[TRY IT] What should come back is the data below, word for word, minus any picture.

[SUPPLIED DATA]
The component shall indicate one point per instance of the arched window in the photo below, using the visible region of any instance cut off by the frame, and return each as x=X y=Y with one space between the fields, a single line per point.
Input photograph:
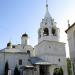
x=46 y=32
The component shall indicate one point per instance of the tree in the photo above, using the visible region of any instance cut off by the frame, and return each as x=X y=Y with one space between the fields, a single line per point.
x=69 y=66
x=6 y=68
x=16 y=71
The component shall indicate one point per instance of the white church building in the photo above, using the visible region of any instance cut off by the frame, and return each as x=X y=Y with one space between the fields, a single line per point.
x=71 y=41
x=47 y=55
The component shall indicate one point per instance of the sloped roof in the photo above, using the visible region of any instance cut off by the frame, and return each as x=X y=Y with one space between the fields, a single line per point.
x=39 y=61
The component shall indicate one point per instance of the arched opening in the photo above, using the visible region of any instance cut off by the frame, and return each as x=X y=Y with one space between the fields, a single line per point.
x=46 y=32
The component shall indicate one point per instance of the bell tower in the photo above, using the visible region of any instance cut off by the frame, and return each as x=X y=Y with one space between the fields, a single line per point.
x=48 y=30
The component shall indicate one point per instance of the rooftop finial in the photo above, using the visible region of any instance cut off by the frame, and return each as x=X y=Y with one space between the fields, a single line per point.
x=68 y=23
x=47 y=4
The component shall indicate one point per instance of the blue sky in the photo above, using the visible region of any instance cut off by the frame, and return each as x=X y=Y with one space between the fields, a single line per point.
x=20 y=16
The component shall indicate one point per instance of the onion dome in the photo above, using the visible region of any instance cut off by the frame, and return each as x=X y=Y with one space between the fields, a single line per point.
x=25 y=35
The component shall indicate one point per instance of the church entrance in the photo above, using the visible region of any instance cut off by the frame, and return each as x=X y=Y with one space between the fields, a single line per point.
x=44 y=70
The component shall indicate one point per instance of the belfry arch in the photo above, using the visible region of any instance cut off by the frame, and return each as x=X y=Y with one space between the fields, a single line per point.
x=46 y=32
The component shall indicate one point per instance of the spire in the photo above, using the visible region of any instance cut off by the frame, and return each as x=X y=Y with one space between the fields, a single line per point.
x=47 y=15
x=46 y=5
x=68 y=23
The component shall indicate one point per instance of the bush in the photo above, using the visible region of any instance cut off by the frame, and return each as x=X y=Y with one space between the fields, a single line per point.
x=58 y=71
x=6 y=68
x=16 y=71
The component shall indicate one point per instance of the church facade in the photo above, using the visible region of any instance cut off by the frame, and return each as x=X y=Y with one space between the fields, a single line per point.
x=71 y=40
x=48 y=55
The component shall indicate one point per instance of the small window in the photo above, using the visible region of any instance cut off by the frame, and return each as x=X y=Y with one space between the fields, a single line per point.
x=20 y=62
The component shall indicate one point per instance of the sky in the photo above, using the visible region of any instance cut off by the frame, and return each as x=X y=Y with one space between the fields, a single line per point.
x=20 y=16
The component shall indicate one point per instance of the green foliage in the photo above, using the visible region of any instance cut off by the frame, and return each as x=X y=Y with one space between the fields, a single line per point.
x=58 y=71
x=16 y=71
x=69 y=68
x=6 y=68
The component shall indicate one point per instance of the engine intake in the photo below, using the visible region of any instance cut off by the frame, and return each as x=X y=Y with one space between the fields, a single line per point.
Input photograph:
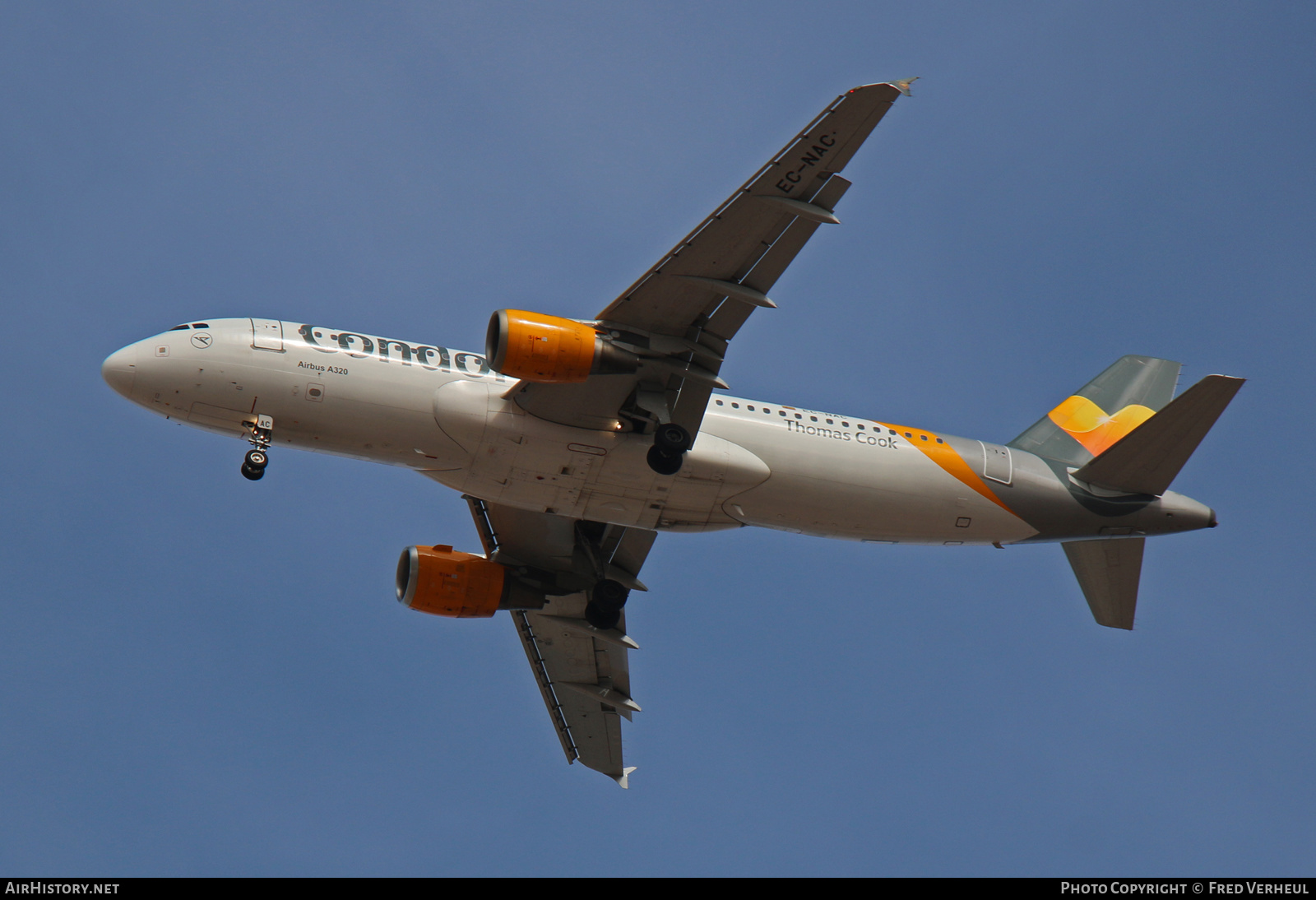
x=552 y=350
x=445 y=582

[RESULT OF THIS TASK]
The component shall indicate one point per instance of the arched window in the photo below, using the visible region of any instance cut off by the frame, and return each as x=X y=Y with one space between the fields, a single line per point.
Input photograph:
x=46 y=32
The component shall indicate one point per instance of the tree in the photo above, using the visible region of any instance cut off by the frame, and return each as x=X y=Y with one space between the fields, a single line per point.
x=69 y=66
x=6 y=68
x=16 y=71
The component shall indicate one point per instance of the white church building in the photo above, using the visible region of any instance cut off by the frame, and return each as x=X y=Y with one space between the fields, a single line per point.
x=71 y=41
x=47 y=55
The component shall indicate one point per instance of the sloped roof in the photo above, using the visible region of any instance cut off by the frame, and return each as x=X y=Y with one space between the fields, a single line per point.
x=39 y=61
The component shall indicate one point per instance of the arched opening in the photo above, using the visible region of any instance cut off by the frame, and return each as x=X y=Y with one space between the fields, a single line per point.
x=46 y=32
The component shall indicate one point per instance of the bell tower in the photo above, using the visible region of any instance cut off by the frame, and return each as x=X y=Y with one space between the fields, a single line per point.
x=48 y=30
The component shall indicate one point per instance of the rooftop finial in the photo above, using the visible region of any instance cut off by the frame, and return each as x=X y=Y with one space between the fields, a single line per point.
x=68 y=23
x=47 y=4
The component shall indicate one point per instance of the blue sky in the photo above, using the visible region of any instance cut off by the frame, and return each as x=X y=Y with one space between the fields, a single line per point.
x=20 y=16
The component shall indicate one point per instance of the onion dome in the photo above, using the visible region of any instance cut off by the frame, and return each as x=X y=Y with one space between the fields, a single line per point.
x=25 y=35
The component shall indicate one point per instance of the church entrance in the photo above, using the visible region of any instance cut off by the frame, and return each as x=X y=Y with one space between the fields, a single line per point.
x=44 y=70
The component shall indicate one point per instance of the belfry arch in the photo above, using the visible region of any instance cut off by the frame, and return each as x=X y=Y with one space between the fields, a single line per point.
x=46 y=32
The component shall indicate one point per instance of the spire in the photo above, using the visible region of any instance cut off by the frame, and return each as x=X y=Y with one space between the fields, a single line per point.
x=47 y=15
x=46 y=5
x=68 y=23
The component shall indicate one point per instance of the bush in the photo above, using the visible region of any instance cut off by the frame, and return each as x=X y=Y with one space between the fields, a single line per point.
x=58 y=71
x=6 y=68
x=16 y=71
The component shall indicate one point per instance of the church facade in the photo above, using the visible region of any instance cut off by the frame, and return each as x=X y=Y with one space between the fields, a single line per point.
x=71 y=40
x=48 y=55
The component shall indicate one point per instance of the small window in the photo above, using the visible region of any instance cut off by the frame, and return each as x=X y=Y with one space between the fields, a single line per point.
x=20 y=62
The component shall indicate one point per instance of the sky in the photo above, using the visible region of any instance cut off by the frame, and return each as x=X y=Y with one space between the fields, a single line per point.
x=20 y=16
The component shall indicate one point per instance of the green foliage in the photo above, using the visible region of any instance cut off by the frame, and return each as x=X y=Y with one space between the fields, a single line per point.
x=58 y=71
x=16 y=71
x=69 y=68
x=6 y=68
The component shall indicate one point per instance of the engine intake in the photo below, using the visible region of any instance cut off by the frame, and return each as x=X y=Y with one space between the fields, a single line per point.
Input photograph:
x=552 y=350
x=445 y=582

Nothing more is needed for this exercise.